En regardant certaines de vos vidéos, on s’aperçoit en effet que vous travaillez non seulement à deux mais avec de nombreux autres. Comment gérez-vous cela ?

CM : Travailler ensemble, en dialogue, nous permet de partager des références et cette manière de faire est un moyen de s’ouvrir à d’autres personnes. Nous sommes en collaboration sur le long terme à deux mais nous aimons également concevoir et réaliser des projets avec d'autres groupes de personnes ; c’est ce qui nous nourrit et fait rebondir une idée vers une autre. Nous avons par exemple participé en 2009 à ce laboratoire de création qu’est le « Pavillon » du Palais de Tokyo, qui comprenait une dizaine d’artistes. Ce fut très formateur.

LH : Précisons que tout n’est pas forcément réussi dans ces plateformes collectives mais ces moments d'expériences en commun ont été importants pour nous.

CM : C'est pour cette raison que nous avons postulé cette année à la « Coopérative de recherche » de l'école des Beaux-Arts de Clermont‑Ferrand. Nous sommes sept artistes et travaillons ensemble, en échangeant sur nos projets, ce qui est très stimulant. Le projet sur lequel nous travaillons, une série de performances et un film, Spectacles sans objet, est une façon d’avoir des échanges avec une équipe et de travailler à plusieurs en trouvant des solutions et de nouvelles idées.

Pouvez-vous nous rappeler comment votre projet d’association est né ? Correspondait-il au lancement de votre travail d'artistes ou était-ce plutôt un support, un moyen de communication ?

LH : C’est un peu tout ça à la fois. Dans un premier temps cette association, fondée en 2001, a été une manière de formaliser officiellement notre travail à deux, de mettre en place un certain statut. Dans un second temps, nous nous sommes rendu compte après nos premiers projets de performance que nous avions besoin d’un lieu et que la manière la plus simple et la plus prosaïque de l’obtenir était de constituer une association ; nous nous sommes alors lancées dans ce projet ! Pendant cinq ans, nous avons alimenté son site web, qui nous a permis d’abriter des projets avec d'autres artistes. Par ailleurs, quand j’étais encore en école d’art, l’association nous a permis de nous rapprocher d'autres étudiants et de faire des projets en commun, par exemple avec Dominique Gilliot ou Benjamin Seror. Elle a été une manière pratique d'avoir une plateforme de travail.

Qu'est-ce qu'un collectif pour vous ? Que mettez-vous derrière le mot « collectif » ? Vous avez dit au début de cet entretien que « le duo est une forme de collectif à deux », pouvez-vous expliquer cette formule ?

LH : Dire cela signifie que l'on est toutes les deux auteures, à la même échelle. Il n'y en a pas une qui soit plus auteure que l'autre. L'œuvre est revendiquée de manière égale entre nous deux.

CM : Tout le monde nous demande qui fait quoi, comment les tâches sont réparties ; cette demande est assez récurrente si l’on considère l’histoire des collectifs depuis le Moyen-Âge. Dans les ateliers d’artistes anonymes, l’histoire de l’art distingue Maître et Apprentis, Maîtres et aides, même lorsque tout se fait dans l’anonymat, comme si l’art ne pouvait qu’être l’œuvre d’un artiste créateur. Au Moyen Âge, alors que presque tous les artistes sont des anonymes, ils se trouvent nommés par les historiens de l’art Maître de Boucicaut, ou Maître du retable de X, sous-entendant ainsi qu’ils étaient des hommes, et travaillaient seuls, ce qui est au moins en partie erroné.

ÉNONCÉ A
Pouvez-vous recopier mot pour mot le passage de l'entretien qui commence par les mots « CM : Travailler ensemble, en » et se termine par « importants pour nous. » ?

DONNÉES FOURNIES
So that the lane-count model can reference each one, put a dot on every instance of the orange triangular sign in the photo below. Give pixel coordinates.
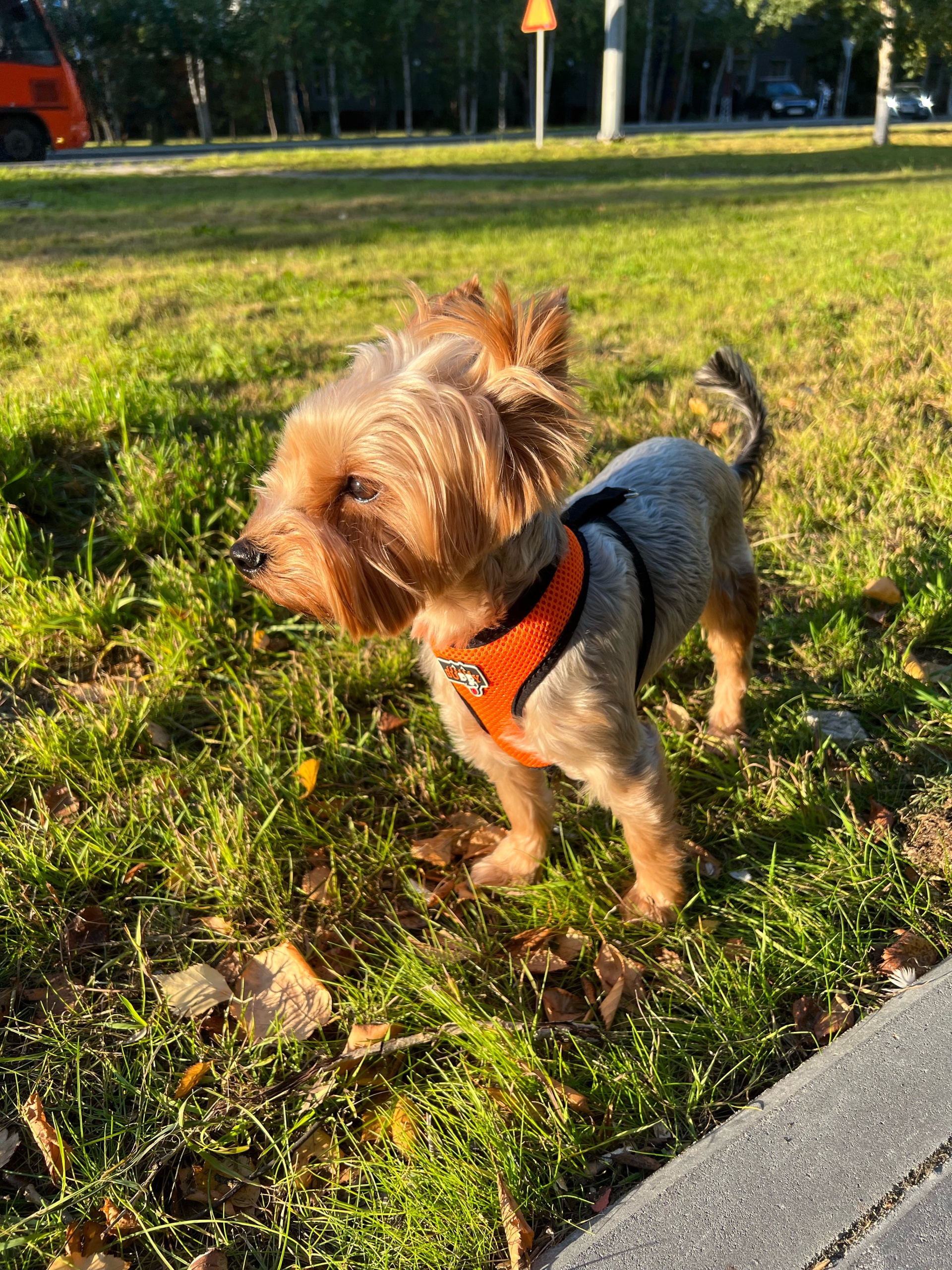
(538, 16)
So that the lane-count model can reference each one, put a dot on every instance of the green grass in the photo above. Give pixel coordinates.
(154, 327)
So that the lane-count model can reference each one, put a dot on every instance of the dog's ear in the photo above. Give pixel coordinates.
(469, 293)
(522, 373)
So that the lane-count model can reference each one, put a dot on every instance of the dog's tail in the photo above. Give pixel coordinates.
(726, 373)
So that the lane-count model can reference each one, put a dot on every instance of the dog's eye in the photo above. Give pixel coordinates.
(359, 489)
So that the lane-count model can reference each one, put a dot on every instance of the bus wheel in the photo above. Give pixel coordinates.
(22, 141)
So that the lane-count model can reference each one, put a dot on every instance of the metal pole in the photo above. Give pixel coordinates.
(613, 74)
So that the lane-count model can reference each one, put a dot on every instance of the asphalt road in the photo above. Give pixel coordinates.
(136, 153)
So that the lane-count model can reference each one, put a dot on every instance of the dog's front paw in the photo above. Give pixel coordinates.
(639, 905)
(512, 864)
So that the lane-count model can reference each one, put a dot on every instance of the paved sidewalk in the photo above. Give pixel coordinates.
(815, 1159)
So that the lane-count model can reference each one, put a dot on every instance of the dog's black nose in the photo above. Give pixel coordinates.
(248, 556)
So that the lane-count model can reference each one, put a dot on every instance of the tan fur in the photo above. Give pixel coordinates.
(466, 427)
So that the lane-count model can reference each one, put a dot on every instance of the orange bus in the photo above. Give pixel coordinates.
(40, 98)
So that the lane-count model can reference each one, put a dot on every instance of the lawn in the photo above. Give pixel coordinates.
(154, 327)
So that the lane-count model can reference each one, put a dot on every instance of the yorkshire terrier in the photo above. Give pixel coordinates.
(425, 489)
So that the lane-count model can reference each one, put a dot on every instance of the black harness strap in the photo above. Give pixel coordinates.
(593, 509)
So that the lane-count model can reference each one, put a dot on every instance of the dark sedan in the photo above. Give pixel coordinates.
(777, 101)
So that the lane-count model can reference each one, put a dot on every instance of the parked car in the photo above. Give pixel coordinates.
(777, 99)
(909, 102)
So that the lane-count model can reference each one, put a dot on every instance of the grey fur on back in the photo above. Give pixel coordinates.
(726, 373)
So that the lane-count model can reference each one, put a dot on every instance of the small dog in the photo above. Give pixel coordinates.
(425, 489)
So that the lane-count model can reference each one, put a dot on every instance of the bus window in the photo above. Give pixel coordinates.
(23, 37)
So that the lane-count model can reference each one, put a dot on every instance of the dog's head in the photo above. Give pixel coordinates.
(393, 484)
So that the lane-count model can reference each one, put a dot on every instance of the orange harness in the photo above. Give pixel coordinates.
(498, 670)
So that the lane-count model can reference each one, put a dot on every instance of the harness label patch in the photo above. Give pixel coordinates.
(468, 676)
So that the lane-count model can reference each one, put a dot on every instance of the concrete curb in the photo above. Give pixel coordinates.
(785, 1178)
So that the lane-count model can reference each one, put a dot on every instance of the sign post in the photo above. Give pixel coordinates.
(540, 17)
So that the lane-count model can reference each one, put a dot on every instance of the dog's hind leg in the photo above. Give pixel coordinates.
(730, 622)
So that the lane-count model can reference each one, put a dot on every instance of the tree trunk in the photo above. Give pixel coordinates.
(884, 83)
(200, 98)
(296, 126)
(270, 108)
(663, 69)
(503, 75)
(685, 70)
(408, 85)
(716, 89)
(333, 98)
(647, 62)
(475, 71)
(726, 112)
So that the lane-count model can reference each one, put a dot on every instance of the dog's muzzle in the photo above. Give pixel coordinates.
(248, 557)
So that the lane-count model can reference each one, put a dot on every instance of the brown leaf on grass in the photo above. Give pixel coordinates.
(88, 930)
(9, 1142)
(58, 1160)
(809, 1015)
(212, 1260)
(518, 1232)
(119, 1221)
(563, 1008)
(307, 775)
(194, 991)
(909, 952)
(61, 803)
(389, 723)
(881, 820)
(97, 1262)
(438, 850)
(230, 967)
(612, 965)
(709, 865)
(884, 590)
(602, 1202)
(60, 996)
(315, 885)
(608, 1009)
(191, 1079)
(677, 717)
(280, 985)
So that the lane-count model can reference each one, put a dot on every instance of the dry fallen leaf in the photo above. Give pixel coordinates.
(88, 930)
(61, 803)
(389, 723)
(191, 1079)
(563, 1008)
(602, 1202)
(883, 590)
(212, 1260)
(608, 1009)
(809, 1015)
(97, 1262)
(518, 1232)
(9, 1142)
(438, 850)
(909, 952)
(280, 985)
(58, 1160)
(315, 883)
(194, 991)
(678, 717)
(612, 964)
(307, 775)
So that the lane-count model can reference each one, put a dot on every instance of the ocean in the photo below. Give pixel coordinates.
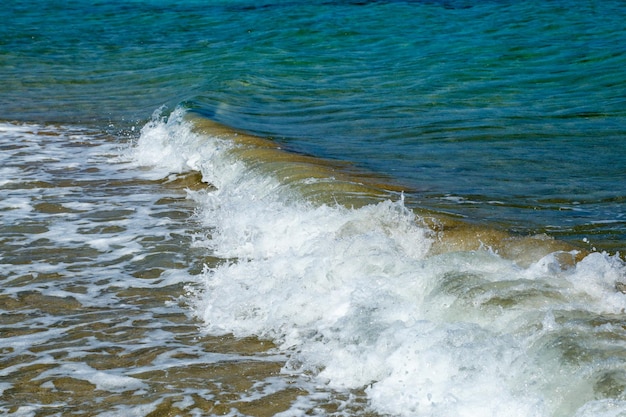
(313, 208)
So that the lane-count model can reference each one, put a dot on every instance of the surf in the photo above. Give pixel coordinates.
(424, 314)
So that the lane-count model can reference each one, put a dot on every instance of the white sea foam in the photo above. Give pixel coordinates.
(353, 297)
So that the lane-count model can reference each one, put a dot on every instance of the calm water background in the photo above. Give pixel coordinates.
(506, 114)
(500, 111)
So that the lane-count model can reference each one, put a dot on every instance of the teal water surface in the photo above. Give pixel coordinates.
(506, 112)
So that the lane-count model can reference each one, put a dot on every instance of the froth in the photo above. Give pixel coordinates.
(357, 298)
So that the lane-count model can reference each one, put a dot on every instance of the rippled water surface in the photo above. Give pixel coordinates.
(406, 208)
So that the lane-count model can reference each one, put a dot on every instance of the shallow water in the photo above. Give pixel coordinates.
(405, 208)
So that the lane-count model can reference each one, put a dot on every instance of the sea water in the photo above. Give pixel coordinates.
(407, 208)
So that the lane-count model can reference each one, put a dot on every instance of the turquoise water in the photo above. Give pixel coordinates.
(499, 111)
(406, 208)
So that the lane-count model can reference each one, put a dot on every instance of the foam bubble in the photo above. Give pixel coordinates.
(354, 297)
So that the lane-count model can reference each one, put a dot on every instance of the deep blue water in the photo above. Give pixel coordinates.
(503, 112)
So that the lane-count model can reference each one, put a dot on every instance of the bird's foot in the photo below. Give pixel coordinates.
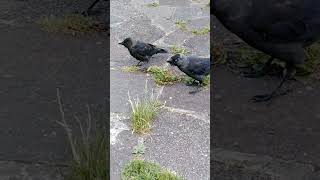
(85, 13)
(194, 92)
(262, 98)
(193, 83)
(267, 97)
(253, 74)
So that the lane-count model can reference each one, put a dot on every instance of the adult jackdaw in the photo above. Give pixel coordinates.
(280, 28)
(140, 50)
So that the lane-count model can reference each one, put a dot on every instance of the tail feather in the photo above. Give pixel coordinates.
(159, 50)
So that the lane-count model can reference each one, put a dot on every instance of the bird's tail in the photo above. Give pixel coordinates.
(159, 50)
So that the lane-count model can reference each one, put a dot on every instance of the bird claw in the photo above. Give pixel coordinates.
(193, 92)
(252, 74)
(262, 98)
(192, 84)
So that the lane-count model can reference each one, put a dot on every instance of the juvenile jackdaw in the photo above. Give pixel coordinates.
(140, 50)
(195, 67)
(280, 28)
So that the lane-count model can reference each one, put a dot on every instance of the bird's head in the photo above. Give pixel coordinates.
(126, 42)
(174, 60)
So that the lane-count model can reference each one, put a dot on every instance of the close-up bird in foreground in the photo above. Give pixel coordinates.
(195, 67)
(140, 50)
(279, 28)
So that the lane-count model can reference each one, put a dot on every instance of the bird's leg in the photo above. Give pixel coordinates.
(288, 73)
(86, 13)
(199, 87)
(261, 72)
(197, 90)
(193, 83)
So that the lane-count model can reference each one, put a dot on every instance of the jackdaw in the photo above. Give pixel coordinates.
(140, 50)
(195, 67)
(280, 28)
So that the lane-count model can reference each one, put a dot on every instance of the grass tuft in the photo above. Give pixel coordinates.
(154, 4)
(182, 25)
(70, 24)
(139, 149)
(90, 152)
(189, 80)
(179, 50)
(163, 76)
(144, 111)
(139, 169)
(202, 31)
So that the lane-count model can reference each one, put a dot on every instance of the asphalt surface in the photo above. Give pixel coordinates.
(285, 130)
(33, 64)
(180, 137)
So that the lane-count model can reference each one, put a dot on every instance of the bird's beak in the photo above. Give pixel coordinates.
(169, 61)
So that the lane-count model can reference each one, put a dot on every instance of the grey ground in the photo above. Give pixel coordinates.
(277, 140)
(180, 139)
(33, 64)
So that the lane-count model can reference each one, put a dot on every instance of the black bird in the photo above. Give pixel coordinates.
(280, 28)
(90, 7)
(195, 67)
(140, 50)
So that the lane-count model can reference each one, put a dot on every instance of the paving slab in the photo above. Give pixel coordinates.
(180, 136)
(235, 165)
(33, 64)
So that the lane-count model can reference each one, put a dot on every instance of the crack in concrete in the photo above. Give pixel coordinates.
(117, 126)
(197, 115)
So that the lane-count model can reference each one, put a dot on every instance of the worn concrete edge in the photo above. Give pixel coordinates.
(274, 169)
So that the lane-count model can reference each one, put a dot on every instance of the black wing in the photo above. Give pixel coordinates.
(144, 49)
(199, 66)
(286, 20)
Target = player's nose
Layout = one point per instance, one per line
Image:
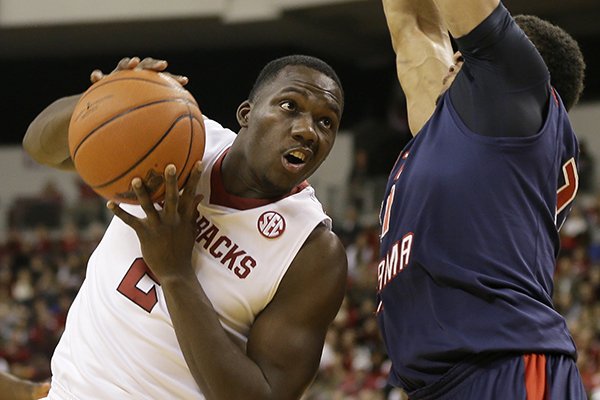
(303, 129)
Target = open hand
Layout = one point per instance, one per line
(166, 235)
(135, 63)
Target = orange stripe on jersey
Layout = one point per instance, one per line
(535, 376)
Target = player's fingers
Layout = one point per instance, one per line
(123, 215)
(127, 63)
(189, 191)
(153, 64)
(144, 199)
(171, 191)
(96, 75)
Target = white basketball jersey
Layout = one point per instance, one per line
(119, 341)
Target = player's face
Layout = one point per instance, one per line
(291, 127)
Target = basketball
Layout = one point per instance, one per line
(133, 123)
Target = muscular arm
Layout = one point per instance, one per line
(286, 340)
(423, 54)
(502, 89)
(462, 16)
(46, 139)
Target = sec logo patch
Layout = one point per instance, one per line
(271, 224)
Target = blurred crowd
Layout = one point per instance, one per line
(42, 268)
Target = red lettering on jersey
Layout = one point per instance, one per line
(231, 256)
(245, 267)
(385, 226)
(567, 192)
(271, 224)
(395, 260)
(223, 249)
(208, 235)
(128, 286)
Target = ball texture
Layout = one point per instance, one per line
(133, 123)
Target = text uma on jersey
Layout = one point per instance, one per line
(395, 260)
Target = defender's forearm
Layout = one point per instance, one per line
(46, 139)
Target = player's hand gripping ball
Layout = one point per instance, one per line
(133, 123)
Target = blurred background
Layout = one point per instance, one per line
(50, 221)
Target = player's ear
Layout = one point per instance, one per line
(243, 112)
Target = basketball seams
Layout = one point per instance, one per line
(136, 123)
(187, 102)
(190, 147)
(143, 157)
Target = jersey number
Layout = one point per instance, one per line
(567, 192)
(128, 286)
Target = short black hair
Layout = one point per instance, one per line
(560, 52)
(270, 71)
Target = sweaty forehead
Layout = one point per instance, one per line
(306, 78)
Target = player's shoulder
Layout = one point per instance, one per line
(323, 250)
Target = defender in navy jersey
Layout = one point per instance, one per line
(473, 206)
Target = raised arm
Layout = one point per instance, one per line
(14, 388)
(462, 16)
(46, 139)
(423, 54)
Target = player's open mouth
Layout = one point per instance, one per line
(295, 160)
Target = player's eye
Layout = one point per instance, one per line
(327, 123)
(288, 105)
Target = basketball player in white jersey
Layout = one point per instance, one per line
(14, 388)
(227, 290)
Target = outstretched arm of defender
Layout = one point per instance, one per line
(46, 139)
(423, 54)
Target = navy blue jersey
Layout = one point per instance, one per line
(469, 240)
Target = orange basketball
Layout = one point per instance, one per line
(133, 123)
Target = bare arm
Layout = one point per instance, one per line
(286, 340)
(46, 139)
(423, 55)
(462, 16)
(14, 388)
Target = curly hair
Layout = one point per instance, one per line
(560, 52)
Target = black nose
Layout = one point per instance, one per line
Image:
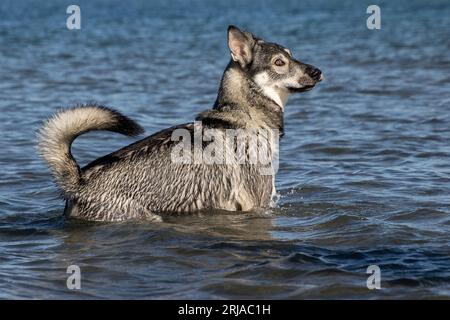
(314, 73)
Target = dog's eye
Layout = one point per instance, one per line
(279, 63)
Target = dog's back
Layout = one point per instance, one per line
(143, 179)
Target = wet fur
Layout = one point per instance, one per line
(140, 181)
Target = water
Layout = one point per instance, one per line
(365, 164)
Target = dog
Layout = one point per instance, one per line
(142, 180)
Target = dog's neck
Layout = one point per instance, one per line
(241, 103)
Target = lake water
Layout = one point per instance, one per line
(364, 173)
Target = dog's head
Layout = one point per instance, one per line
(271, 66)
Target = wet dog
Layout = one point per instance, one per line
(146, 179)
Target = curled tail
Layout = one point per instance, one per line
(58, 133)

ÉNONCÉ B
Pouvez-vous redonner la partie des enregistrements qui commence à la ligne contenant « Target = player's open mouth » et va jusqu'à la fin des enregistrements, en remplaçant « curled tail » par « bushy tail » sans rien modifier d'autre ? N'incluez pas les images dans votre réponse.

SOLUTION PROPOSÉE A
CM : Travailler ensemble, en dialogue, nous permet de partager des références et cette manière de faire est un moyen de s’ouvrir à d’autres personnes. Nous sommes en collaboration sur le long terme à deux mais nous aimons également concevoir et réaliser des projets avec d'autres groupes de personnes ; c’est ce qui nous nourrit et fait rebondir une idée vers une autre. Nous avons par exemple participé en 2009 à ce laboratoire de création qu’est le « Pavillon » du Palais de Tokyo, qui comprenait une dizaine d’artistes. Ce fut très formateur.

LH : Précisons que tout n’est pas forcément réussi dans ces plateformes collectives mais ces moments d'expériences en commun ont été importants pour nous.

SOLUTION PROPOSÉE B
Target = player's open mouth
Layout = one point per instance, one per line
(295, 160)
Target = player's eye
Layout = one point per instance, one per line
(327, 123)
(288, 105)
Target = basketball player in white jersey
Layout = one point per instance, one per line
(14, 388)
(227, 290)
Target = outstretched arm of defender
Layout = one point per instance, one per line
(46, 139)
(423, 54)
Target = navy blue jersey
Layout = one point per instance, one per line
(469, 240)
Target = orange basketball
Layout = one point per instance, one per line
(133, 123)
Target = bare arm
Layout = one point per instance, one per line
(286, 340)
(46, 139)
(423, 55)
(462, 16)
(14, 388)
Target = curly hair
Layout = one point per instance, one per line
(560, 52)
Target = black nose
Layout = one point per instance, one per line
Image:
(314, 73)
Target = dog's eye
Layout = one point per instance, one per line
(279, 63)
Target = dog's back
Layout = one point per instance, one per line
(143, 179)
Target = wet fur
Layout = one point per instance, one per line
(140, 181)
Target = water
Layout = one point per instance, one per line
(365, 164)
Target = dog
Layout = one point per instance, one per line
(142, 180)
Target = dog's neck
Layout = one point per instance, one per line
(241, 103)
Target = lake water
Layout = one point per instance, one per line
(364, 173)
Target = dog's head
Layout = one point per instance, one per line
(271, 66)
Target = wet dog
Layout = one point per instance, one per line
(146, 179)
Target = bushy tail
Layout = one point per instance, one per line
(58, 133)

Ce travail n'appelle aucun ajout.